[EXTRACTED INFORMATION]
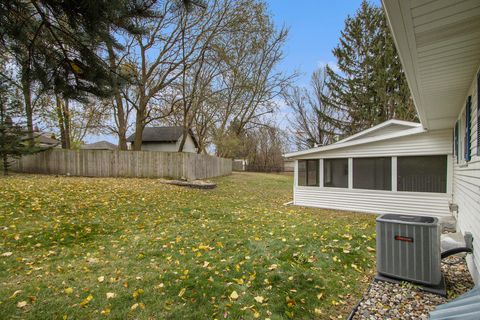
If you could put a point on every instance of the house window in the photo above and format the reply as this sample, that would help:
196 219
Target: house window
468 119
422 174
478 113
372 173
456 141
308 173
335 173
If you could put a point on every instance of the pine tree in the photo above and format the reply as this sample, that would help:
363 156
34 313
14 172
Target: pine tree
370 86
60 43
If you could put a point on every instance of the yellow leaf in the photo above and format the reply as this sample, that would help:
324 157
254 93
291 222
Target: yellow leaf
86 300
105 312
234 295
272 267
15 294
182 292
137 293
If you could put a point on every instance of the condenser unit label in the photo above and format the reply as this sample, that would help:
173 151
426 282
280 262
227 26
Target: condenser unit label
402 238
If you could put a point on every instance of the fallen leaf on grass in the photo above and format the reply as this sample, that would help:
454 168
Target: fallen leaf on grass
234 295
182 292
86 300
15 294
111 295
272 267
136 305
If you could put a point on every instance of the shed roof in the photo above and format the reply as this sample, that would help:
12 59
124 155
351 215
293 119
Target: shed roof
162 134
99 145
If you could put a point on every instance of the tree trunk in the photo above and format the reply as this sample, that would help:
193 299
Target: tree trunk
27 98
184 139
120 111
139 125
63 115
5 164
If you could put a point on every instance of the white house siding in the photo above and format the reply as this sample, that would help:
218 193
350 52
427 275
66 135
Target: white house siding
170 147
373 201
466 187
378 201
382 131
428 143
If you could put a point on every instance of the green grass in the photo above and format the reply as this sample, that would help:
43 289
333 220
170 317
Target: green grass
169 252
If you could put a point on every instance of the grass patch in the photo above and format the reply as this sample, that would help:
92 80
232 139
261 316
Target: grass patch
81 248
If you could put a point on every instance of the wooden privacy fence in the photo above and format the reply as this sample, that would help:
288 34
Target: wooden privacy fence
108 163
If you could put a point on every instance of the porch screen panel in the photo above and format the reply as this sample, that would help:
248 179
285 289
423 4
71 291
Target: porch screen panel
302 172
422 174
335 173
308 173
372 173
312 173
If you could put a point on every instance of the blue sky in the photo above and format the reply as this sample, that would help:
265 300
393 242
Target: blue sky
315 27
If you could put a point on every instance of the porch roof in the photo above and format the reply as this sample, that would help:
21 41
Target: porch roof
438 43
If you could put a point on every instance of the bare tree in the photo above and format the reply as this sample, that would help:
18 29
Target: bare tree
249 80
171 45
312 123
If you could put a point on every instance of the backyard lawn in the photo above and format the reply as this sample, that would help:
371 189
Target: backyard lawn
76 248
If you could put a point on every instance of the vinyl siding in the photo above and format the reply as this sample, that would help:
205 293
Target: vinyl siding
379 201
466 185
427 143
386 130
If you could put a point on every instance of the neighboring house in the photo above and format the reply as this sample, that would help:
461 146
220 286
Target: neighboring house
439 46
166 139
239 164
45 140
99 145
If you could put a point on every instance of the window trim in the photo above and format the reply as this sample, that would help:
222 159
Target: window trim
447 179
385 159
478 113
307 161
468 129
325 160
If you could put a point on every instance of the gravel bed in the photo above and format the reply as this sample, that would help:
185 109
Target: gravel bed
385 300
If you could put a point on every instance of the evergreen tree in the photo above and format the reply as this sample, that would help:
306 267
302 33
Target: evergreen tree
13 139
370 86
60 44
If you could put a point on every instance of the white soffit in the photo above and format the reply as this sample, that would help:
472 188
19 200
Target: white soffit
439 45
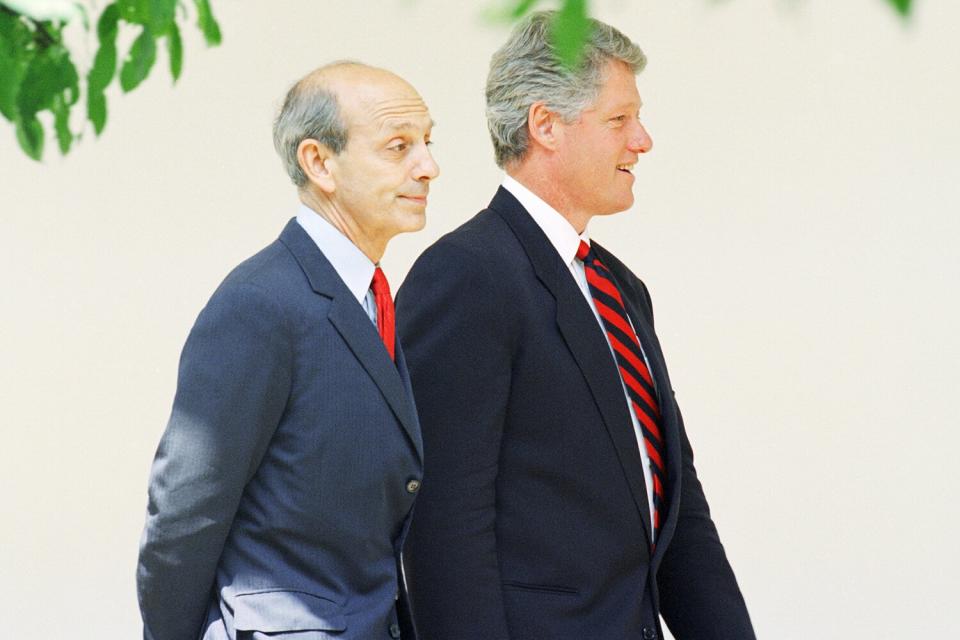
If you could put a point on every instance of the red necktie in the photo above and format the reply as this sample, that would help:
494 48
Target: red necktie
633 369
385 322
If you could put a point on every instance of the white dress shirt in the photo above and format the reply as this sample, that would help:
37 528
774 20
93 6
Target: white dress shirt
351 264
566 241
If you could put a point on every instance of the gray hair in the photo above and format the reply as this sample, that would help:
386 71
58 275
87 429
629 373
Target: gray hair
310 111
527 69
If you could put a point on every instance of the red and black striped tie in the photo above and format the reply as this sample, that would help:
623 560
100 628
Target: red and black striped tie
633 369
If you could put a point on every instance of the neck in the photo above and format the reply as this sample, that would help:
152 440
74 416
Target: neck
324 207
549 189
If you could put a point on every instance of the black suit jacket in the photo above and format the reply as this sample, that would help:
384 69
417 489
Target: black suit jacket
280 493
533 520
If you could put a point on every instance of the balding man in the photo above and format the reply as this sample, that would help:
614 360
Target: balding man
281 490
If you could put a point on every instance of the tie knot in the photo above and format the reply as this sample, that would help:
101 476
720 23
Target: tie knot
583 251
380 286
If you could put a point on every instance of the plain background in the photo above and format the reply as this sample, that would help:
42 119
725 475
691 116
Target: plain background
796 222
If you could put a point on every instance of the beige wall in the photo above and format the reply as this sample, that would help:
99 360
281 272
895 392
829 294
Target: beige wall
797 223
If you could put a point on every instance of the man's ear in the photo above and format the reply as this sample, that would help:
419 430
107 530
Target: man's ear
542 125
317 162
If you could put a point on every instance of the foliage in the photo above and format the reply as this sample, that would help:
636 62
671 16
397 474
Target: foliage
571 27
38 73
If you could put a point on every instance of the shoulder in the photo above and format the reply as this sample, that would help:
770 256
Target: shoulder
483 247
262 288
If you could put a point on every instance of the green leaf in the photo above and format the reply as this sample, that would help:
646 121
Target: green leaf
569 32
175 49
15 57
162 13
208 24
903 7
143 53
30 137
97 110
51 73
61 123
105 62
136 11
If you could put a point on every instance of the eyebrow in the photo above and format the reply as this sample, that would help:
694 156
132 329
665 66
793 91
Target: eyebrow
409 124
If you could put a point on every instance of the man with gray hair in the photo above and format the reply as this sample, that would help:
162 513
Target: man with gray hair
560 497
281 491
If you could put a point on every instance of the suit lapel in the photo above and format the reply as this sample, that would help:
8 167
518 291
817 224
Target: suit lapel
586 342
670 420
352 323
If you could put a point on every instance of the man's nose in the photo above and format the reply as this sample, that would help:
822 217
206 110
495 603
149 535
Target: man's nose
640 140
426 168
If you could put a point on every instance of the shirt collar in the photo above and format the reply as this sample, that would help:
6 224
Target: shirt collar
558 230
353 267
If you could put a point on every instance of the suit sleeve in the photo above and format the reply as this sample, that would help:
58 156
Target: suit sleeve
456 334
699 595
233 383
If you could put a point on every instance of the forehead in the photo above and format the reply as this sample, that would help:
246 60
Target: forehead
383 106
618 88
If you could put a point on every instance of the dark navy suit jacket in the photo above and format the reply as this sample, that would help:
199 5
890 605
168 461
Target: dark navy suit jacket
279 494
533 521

==

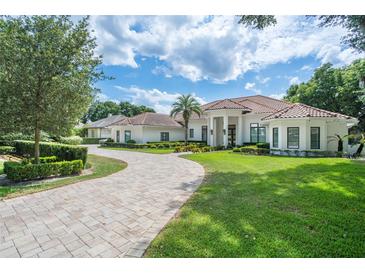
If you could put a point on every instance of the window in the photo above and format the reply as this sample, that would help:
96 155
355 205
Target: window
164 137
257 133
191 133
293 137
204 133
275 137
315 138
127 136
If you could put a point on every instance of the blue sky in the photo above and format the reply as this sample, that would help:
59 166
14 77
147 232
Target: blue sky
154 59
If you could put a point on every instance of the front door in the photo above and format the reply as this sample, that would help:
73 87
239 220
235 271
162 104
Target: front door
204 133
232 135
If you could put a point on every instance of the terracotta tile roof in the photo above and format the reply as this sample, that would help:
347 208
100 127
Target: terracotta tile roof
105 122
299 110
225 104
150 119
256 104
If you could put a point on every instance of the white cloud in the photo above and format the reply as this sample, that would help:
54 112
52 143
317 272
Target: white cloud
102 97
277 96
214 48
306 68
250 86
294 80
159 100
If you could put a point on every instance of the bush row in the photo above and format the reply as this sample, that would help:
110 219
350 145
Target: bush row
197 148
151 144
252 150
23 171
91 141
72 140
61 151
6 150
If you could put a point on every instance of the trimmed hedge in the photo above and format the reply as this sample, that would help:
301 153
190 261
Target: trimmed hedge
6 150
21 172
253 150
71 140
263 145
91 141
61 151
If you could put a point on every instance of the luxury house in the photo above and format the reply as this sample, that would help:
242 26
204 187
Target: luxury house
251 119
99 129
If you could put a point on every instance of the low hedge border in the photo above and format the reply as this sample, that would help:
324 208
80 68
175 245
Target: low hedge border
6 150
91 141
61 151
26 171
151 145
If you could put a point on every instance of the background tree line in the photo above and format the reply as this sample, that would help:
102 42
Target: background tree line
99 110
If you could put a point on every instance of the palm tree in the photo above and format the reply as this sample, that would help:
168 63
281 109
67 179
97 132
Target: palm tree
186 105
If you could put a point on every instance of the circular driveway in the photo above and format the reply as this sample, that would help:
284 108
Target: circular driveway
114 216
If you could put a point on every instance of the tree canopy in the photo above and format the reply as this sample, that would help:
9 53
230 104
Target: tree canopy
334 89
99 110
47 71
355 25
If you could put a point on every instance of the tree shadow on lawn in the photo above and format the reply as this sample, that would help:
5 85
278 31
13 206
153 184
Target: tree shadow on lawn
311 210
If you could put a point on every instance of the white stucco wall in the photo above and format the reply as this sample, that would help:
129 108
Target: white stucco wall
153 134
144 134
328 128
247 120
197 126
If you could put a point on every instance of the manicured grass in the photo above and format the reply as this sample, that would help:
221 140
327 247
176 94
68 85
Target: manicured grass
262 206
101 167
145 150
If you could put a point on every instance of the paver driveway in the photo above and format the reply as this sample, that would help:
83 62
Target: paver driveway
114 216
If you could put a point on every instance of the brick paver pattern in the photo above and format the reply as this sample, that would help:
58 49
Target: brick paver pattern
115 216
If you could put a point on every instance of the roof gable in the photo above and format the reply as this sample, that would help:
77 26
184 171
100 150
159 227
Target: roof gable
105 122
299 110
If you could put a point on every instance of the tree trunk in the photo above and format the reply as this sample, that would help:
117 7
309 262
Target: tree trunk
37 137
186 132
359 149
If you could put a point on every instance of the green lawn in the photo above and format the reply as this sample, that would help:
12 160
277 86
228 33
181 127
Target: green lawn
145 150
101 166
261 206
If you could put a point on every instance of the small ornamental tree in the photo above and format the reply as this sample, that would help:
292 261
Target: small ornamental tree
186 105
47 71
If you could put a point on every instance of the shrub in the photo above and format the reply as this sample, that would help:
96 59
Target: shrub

[REQUIRED WORK]
Return each line of the listing above that contains the string "knot", copying the lines unchanged and in their original order.

[ANSWER FOR THIS EXERCISE]
If you could put a point on every instance of the tie knot in the photo above and format the reply as this sample, that would help:
Target: tie knot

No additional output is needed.